Exercise instructions:
Give back every record word for word, but keep the pictures out.

(Point-per-instance localization data)
============
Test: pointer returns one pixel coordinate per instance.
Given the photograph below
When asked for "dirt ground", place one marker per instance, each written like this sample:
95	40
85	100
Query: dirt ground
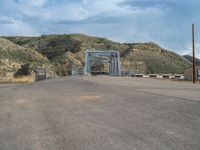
100	113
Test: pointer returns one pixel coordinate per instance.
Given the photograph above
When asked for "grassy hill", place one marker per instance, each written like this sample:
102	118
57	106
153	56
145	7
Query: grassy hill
13	57
68	51
188	57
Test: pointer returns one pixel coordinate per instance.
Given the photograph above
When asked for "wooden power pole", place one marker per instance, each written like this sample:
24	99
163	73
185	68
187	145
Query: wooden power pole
193	52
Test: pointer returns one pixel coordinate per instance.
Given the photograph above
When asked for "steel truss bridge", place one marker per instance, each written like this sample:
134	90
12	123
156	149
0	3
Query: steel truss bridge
99	57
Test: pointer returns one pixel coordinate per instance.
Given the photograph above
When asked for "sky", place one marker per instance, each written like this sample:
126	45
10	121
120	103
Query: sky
165	22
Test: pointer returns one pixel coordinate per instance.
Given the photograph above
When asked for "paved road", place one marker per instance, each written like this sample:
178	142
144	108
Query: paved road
100	114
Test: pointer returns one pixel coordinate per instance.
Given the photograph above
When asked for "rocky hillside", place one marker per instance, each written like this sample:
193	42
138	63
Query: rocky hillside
68	51
188	57
14	57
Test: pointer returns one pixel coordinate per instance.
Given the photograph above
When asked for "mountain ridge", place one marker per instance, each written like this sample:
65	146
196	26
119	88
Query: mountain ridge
67	51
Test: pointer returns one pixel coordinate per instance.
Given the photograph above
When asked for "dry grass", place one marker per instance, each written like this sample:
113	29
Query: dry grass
23	79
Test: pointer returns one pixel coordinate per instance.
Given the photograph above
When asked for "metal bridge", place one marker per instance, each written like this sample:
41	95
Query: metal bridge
103	57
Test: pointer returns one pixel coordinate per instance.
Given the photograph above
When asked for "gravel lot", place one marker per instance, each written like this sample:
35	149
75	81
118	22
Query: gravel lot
100	113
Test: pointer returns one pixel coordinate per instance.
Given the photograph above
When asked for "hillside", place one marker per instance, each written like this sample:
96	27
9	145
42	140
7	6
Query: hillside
68	51
188	57
13	57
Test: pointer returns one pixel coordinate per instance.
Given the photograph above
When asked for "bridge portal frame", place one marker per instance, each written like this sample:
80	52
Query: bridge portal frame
111	57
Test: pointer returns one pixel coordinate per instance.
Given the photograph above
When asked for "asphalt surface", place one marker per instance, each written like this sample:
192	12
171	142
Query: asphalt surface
100	114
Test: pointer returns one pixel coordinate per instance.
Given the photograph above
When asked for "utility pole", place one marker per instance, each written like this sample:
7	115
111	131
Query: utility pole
193	52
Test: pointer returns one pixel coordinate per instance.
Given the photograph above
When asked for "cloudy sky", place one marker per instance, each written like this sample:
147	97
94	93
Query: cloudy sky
166	22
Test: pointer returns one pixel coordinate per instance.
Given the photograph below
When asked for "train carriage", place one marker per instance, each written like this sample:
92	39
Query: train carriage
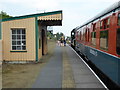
99	40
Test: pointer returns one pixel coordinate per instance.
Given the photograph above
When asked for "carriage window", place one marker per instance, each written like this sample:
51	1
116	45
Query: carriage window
119	19
18	39
108	22
93	36
118	42
104	40
101	24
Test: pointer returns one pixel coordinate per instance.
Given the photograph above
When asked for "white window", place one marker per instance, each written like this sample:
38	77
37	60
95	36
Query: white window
18	39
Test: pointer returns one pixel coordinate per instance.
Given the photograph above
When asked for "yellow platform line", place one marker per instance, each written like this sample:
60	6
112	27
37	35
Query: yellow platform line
67	79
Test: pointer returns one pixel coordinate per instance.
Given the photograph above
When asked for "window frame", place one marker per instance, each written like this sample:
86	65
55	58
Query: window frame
92	37
106	49
18	39
116	41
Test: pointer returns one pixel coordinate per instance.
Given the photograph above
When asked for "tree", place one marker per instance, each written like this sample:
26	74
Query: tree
4	15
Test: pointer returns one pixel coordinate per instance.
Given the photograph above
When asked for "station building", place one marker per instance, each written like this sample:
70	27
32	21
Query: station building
24	38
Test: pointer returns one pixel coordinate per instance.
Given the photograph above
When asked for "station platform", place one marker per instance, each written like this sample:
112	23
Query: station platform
66	69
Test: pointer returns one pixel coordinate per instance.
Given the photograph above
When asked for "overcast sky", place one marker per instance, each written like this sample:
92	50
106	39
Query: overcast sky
75	12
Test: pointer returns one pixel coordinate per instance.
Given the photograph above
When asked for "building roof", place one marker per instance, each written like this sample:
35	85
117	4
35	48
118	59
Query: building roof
32	15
============
Result below:
Test: pointer returns one pixel coordinate per instance.
Given the photograph below
When asked for "dirt ground", place one marker per instance, each written like this sample:
95	40
85	100
Query: dirt ground
100	113
Test: pointer returns one pixel coordinate per instance.
Given the photograph above
When asked for "grassy hill", place one marker per instance, each written like this sample:
102	118
57	106
153	56
145	7
Query: grassy hill
13	57
68	51
188	57
Test: pointer returns one pixel coordinate per instance.
Given the photograph above
When asked for "wooden power pole", place one marker per instance, each written like this sample:
24	99
163	73
185	68
187	145
Query: wooden power pole
193	52
Test: pointer returns one pixel coordinate per instance.
Given the photograph above
When asked for "steel truss bridge", place one marker per instance, each written like this sample:
134	90
12	123
156	149
0	3
Query: steel truss bridge
99	57
Test: pointer returns one pixel coordinate per instance.
Given the photograph above
When asked for "sky", place one marker per instance, each written like this sample:
126	45
10	121
120	103
Query: sky
165	22
Test: pointer returns one pixel coordinate per instance.
Given the photograph above
When asked for "paved road", place one marker per instance, each written like this sample:
178	142
144	108
Query: paved road
100	114
Test: pointer returns one pixel coordinate per instance.
Given the photograph above
When asked for "rocky hillside", place one marker per instance, each written like this sample:
193	42
138	63
Query: rocky hillside
68	51
188	57
14	57
Test: pointer returns one pixel coordinate per instance.
Given the photograph above
When asked for "mountain ridge", place one marker per instance, each written like this sample:
65	146
196	26
119	88
Query: mountain ridge
67	51
Test: pointer returns one pixel coordinate per instance.
Given the photograph above
When asked for "dry grass", place one marker per instance, each written like this sample:
113	29
Query: dry grass
23	79
Test: pointer returns one pixel coordinate per instance.
Given the photograph above
When asked for "metal bridge", place one marker per instance, each written like this sample:
41	95
Query: metal bridge
103	57
Test: pointer returns one pixel coordinate per instance.
Given the photograph above
When asked for "gravel lot", place one marker per instance, each written like this sample:
35	149
75	81
118	22
Query: gravel lot
100	113
Test: pointer returns one pixel coordinate per instance.
Given the photograph above
When asked for "hillside", place one marker per instance, each written like this sample:
96	27
9	145
42	140
7	6
Query: hillside
68	51
188	57
13	57
Test: pointer returns one pixel coordinate per instance.
Given the photograph above
When asked for "bridge portal frame", place one marker per instance, each written like this sample:
80	52
Query: bridge portal frame
111	57
Test: pointer returns one pixel coordinate per instance.
Given the photograph above
When asked for "asphalt surface", place one marker per instance, each written like this sample:
192	12
171	142
Query: asphalt surface
100	114
Test: pointer returns one pixel coordinate per instance.
Given the photograph above
When asked for "utility pole", place one marker per instance, each written like this sample:
7	115
111	131
Query: utility pole
193	52
Test: pointer returns one pixel coordinate per instance.
Given the photograph above
When asked for "cloudy sky", place one marker per instance, each written like this sample:
147	97
94	93
Query: cloudy sky
166	22
Test: pointer returns one pixel coordinate per instance.
Given the photograph below
When asked for "train carriage", place one marker per instance, each written like this sample:
92	39
Query: train carriage
99	40
Test: pointer returns one pixel coordinate per instance.
Given the photograph above
When asked for "carriage window", place one marker per instance, each written like this sample:
51	1
116	45
Query: carriage window
119	19
18	39
108	22
93	36
118	42
104	40
101	24
Test: pointer returns one pixel coordinate per instance.
Given the photograph above
When asked for "white window", place one marker per instance, each written like this sample:
38	77
37	60
95	36
Query: white window
18	39
Test: pointer returns one pixel coordinate per instance.
Given the photograph above
When asked for "yellow platform line", place one marker per instance, each written like this sample:
60	6
112	27
37	35
Query: yellow platform line
67	79
Test: pointer returns one pixel coordinate per instance.
Given the photograph above
When asked for "window frame", place one marker per instance, each written like this sample:
86	65
55	58
Query: window frame
92	37
106	49
18	39
116	41
Test: pointer returns one pixel coordinate per instance.
Given the photograph above
When asked for "tree", place one marker per instance, each written like this sample:
26	74
Query: tree
4	15
Test: pointer returns one pixel coordinate per instance.
Given the photograph above
When asked for "station building", place one marker per instance, each written like this sample:
70	27
32	21
Query: station building
24	38
Test: pointer returns one pixel coordinate per instance.
Given the photograph above
When asked for "station platform", place one marker per instance, each written like this sample:
112	23
Query: station platform
66	69
Test: pointer returns one pixel coordinate per instance.
Given the photograph above
When asked for "overcast sky", place one marker per instance, each written like this sample:
92	50
106	39
Query: overcast sky
75	12
Test: pointer returns one pixel coordinate per instance.
Given the photograph above
When asked for "building roof", place one marker per instance, each written like this sample:
35	85
117	4
35	48
118	59
Query: building roof
32	15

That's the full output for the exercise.